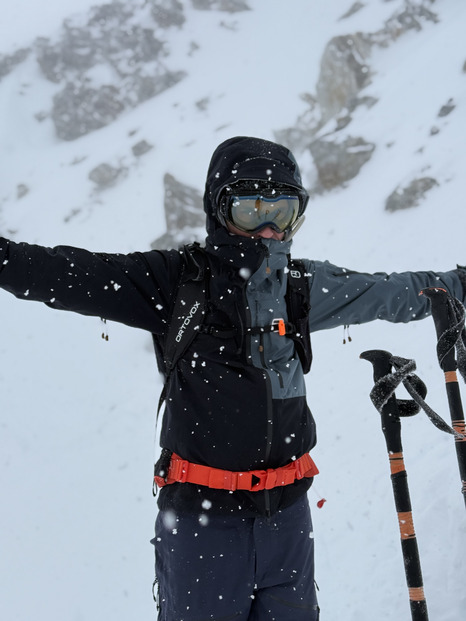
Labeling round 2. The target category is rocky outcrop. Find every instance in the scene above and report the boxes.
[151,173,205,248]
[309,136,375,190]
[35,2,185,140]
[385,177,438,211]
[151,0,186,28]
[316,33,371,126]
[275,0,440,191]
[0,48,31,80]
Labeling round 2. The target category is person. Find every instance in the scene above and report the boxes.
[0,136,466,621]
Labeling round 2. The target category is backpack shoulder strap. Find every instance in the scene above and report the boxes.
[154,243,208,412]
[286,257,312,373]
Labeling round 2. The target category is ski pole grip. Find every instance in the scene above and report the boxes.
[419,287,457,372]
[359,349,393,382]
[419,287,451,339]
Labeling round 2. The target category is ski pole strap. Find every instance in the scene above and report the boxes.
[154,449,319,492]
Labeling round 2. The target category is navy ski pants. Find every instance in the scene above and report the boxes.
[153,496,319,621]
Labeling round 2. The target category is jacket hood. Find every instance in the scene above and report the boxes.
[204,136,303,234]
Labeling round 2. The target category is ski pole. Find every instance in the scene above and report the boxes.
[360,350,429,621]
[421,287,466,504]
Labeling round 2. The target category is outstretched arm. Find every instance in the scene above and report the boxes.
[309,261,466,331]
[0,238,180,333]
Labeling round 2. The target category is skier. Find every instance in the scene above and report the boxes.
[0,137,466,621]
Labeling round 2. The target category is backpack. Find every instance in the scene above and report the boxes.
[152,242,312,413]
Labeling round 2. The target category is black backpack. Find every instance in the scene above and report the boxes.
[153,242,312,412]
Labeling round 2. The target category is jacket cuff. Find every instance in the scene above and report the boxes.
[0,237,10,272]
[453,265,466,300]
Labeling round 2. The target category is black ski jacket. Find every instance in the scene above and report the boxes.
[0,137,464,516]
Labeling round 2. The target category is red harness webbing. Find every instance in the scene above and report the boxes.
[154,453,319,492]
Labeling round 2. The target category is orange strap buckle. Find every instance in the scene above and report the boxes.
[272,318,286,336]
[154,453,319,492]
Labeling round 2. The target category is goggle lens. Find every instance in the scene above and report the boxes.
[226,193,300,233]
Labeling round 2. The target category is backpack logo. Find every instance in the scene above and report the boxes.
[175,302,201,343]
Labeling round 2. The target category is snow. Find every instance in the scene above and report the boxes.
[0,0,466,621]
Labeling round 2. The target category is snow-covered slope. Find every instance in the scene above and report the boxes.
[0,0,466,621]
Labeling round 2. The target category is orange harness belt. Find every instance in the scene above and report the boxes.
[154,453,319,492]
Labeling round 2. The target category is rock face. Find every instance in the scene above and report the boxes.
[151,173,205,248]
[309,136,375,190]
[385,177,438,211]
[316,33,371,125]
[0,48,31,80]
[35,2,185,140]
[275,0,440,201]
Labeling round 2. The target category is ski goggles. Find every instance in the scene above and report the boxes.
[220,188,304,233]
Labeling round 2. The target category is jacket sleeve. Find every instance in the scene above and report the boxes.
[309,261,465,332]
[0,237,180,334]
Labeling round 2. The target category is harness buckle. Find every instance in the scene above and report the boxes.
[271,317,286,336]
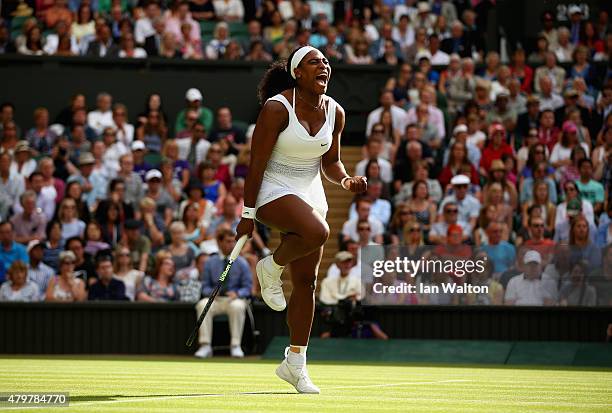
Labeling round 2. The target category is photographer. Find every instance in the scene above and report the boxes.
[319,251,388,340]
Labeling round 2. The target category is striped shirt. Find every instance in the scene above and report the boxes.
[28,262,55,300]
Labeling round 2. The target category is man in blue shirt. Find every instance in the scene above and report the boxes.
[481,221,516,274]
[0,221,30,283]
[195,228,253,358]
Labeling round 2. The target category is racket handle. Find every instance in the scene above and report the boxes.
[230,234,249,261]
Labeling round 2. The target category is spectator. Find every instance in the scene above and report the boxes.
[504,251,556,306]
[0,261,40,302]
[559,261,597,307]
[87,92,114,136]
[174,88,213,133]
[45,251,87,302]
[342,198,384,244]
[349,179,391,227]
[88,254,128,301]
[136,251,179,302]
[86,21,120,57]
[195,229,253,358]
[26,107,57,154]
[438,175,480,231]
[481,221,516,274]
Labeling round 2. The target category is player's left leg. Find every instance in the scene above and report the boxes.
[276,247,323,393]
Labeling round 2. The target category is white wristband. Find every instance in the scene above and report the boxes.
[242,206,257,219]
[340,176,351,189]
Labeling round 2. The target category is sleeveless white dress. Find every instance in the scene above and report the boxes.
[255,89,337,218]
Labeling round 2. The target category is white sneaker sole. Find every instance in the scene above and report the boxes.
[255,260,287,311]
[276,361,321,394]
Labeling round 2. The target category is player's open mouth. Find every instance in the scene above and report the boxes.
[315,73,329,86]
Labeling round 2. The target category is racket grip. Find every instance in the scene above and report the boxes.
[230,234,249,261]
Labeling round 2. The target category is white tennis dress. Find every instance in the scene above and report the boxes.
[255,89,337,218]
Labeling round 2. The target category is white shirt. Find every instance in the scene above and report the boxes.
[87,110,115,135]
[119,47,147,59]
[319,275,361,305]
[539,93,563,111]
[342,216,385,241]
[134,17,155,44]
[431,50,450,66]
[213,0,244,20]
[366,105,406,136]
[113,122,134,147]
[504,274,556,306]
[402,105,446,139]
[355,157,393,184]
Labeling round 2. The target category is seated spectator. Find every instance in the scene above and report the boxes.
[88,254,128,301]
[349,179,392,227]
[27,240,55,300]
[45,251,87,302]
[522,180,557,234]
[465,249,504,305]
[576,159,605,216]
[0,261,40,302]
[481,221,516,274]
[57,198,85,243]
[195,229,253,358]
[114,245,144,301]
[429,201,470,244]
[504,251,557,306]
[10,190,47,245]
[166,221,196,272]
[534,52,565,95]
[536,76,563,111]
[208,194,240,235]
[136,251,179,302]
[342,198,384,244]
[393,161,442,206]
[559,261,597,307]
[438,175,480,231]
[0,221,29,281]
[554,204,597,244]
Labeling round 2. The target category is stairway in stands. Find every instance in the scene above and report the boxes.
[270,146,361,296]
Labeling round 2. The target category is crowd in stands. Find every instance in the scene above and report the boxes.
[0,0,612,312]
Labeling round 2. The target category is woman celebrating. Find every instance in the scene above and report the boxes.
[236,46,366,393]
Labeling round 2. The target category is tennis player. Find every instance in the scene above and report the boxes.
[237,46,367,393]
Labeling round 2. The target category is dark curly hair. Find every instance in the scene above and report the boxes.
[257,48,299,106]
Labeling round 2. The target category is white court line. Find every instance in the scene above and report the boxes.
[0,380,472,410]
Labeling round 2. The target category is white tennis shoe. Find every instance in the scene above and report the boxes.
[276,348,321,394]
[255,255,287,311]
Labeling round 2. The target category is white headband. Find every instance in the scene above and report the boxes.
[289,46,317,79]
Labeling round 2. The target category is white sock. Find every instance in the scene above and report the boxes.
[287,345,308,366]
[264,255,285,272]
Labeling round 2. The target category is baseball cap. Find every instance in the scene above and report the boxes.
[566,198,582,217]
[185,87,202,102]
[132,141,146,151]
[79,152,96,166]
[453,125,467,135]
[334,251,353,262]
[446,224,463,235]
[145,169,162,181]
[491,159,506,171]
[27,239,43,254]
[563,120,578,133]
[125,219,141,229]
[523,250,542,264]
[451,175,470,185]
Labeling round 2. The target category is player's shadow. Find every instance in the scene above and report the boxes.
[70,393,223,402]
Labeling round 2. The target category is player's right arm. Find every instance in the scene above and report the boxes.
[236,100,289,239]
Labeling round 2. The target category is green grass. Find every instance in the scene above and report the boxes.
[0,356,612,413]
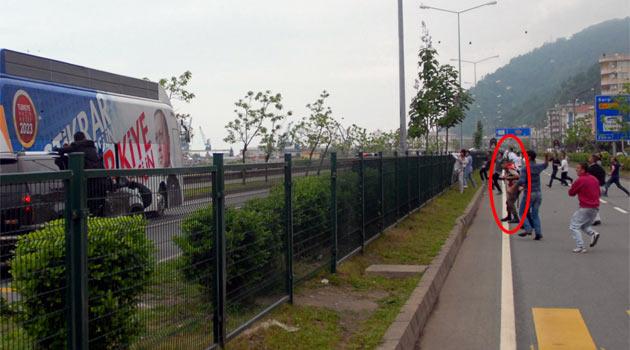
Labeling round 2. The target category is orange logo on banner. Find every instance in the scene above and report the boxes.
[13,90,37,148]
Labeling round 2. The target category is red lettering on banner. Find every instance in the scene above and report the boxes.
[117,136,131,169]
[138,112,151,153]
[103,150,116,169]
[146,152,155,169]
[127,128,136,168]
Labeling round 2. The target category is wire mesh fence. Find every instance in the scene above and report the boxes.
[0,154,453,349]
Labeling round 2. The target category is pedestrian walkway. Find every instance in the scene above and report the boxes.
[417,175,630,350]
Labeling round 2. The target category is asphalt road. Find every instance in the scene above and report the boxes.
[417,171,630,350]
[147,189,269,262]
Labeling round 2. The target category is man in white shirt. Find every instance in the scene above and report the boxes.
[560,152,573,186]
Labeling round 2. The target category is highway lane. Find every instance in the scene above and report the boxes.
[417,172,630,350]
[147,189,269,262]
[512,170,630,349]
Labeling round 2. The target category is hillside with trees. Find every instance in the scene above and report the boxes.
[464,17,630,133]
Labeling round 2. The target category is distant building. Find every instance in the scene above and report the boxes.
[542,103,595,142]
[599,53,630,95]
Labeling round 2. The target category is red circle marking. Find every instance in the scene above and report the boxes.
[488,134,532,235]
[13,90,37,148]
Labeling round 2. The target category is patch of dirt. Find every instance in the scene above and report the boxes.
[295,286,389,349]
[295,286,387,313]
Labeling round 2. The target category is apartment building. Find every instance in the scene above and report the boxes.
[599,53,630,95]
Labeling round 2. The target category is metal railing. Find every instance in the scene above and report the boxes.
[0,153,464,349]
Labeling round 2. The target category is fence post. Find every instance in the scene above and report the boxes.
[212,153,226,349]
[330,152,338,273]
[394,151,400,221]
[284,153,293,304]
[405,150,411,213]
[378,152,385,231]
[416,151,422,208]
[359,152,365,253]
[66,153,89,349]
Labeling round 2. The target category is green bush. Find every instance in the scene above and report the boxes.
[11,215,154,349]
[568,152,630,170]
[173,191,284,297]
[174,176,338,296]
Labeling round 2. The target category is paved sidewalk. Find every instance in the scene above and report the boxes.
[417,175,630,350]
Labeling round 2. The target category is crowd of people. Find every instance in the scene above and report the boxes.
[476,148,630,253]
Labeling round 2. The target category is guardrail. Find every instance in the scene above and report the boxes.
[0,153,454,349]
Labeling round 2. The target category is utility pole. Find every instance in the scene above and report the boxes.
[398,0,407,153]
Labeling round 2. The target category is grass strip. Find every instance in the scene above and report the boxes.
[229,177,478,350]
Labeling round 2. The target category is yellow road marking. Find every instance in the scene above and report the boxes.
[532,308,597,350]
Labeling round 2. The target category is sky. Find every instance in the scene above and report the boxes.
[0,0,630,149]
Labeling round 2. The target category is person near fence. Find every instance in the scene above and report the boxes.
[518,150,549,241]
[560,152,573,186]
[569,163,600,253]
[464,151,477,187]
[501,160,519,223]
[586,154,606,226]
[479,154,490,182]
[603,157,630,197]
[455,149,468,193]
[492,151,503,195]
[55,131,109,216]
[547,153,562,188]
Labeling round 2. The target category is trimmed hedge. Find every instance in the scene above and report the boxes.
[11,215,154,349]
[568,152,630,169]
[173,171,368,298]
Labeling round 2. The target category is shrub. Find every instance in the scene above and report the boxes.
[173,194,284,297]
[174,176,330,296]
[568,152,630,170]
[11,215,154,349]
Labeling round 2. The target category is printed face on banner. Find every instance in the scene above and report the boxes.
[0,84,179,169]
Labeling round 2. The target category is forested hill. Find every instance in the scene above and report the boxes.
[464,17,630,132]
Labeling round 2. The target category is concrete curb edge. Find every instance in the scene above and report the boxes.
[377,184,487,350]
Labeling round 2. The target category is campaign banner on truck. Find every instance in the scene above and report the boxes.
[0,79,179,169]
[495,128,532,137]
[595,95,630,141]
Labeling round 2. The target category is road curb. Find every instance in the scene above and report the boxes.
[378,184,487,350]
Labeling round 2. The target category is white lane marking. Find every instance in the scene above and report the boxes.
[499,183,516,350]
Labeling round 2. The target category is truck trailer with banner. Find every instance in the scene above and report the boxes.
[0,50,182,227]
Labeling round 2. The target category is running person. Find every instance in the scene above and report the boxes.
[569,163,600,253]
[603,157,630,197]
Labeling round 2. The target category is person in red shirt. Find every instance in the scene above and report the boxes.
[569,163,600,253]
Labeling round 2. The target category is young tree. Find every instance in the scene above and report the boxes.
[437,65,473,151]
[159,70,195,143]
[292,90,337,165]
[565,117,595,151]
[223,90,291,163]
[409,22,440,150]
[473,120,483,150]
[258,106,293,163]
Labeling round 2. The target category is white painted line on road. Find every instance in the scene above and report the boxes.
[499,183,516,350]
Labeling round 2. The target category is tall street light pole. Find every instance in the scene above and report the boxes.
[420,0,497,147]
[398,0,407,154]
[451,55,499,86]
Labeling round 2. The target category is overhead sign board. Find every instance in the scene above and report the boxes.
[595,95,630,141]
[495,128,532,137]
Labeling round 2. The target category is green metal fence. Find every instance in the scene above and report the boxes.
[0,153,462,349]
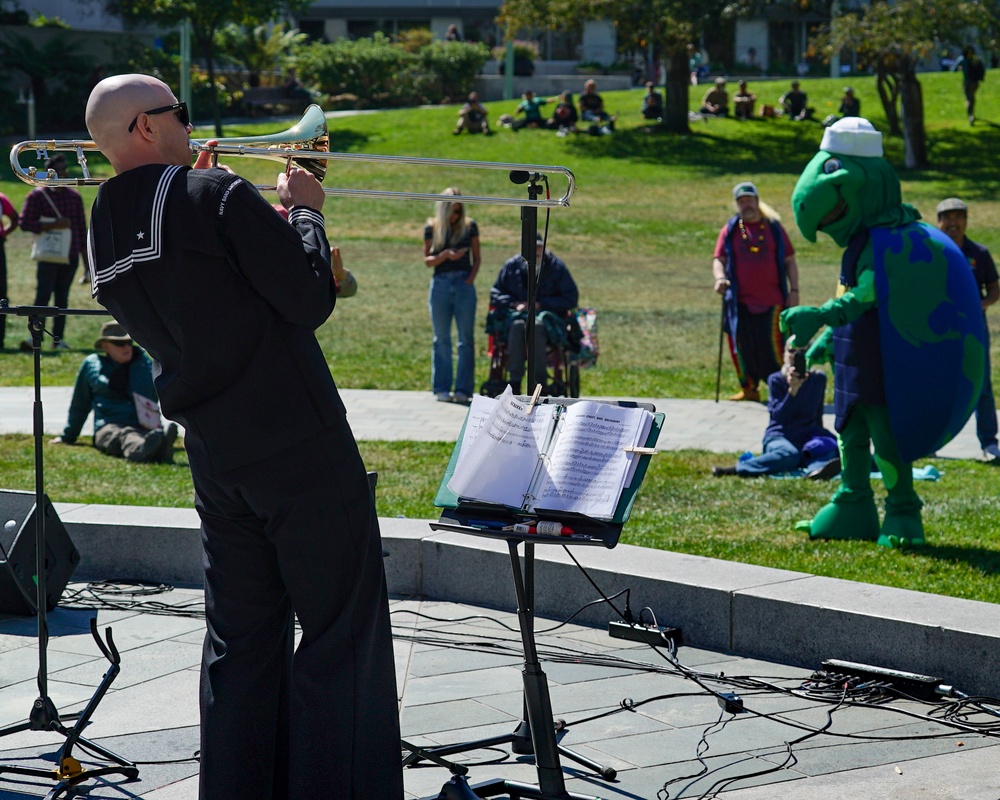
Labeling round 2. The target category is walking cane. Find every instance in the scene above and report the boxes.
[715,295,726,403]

---

• [Prompt]: Please rescale the listing from the line with "Labeling round 2. The target category is wire" to the line with "[512,170,630,349]", both included, and give every line of that span again, requests too, with each box coordinate multiplied by 1.55 and rounded to the nearest whole number, halves going up.

• [Solved exercise]:
Labeling round 2. The target category is wire mesh fence. Find every instance in the scene above and report the boxes.
[0,239,702,541]
Labeling round 2. The target category is pedestrian walkway. Find every instance in the scene above and report the boxes.
[646,271,977,543]
Labeling round 2. The target category is asphalt road. Find every instance in the scene above and report the boxes.
[646,265,977,543]
[228,293,417,406]
Labeling round 2. The target category is man in white shirt. Find every instance in the scene above and report the boxes.
[868,236,888,288]
Labeling round 2. The target category is highway lane. Find every instance in the scene above and report the boxes.
[646,267,977,543]
[228,293,417,406]
[794,264,977,541]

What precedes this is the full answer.